* **What the task requires**
Starting at the first line, reproduce the listing below in full, exactly as given.

* **Extracted material**

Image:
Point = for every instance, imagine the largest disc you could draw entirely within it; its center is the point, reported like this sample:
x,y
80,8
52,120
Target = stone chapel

* **Output below**
Image:
Point = for every instance, imagine the largest disc you could draw entirely within it; its center is the point, reported like this sample:
x,y
80,8
52,120
Target = stone chapel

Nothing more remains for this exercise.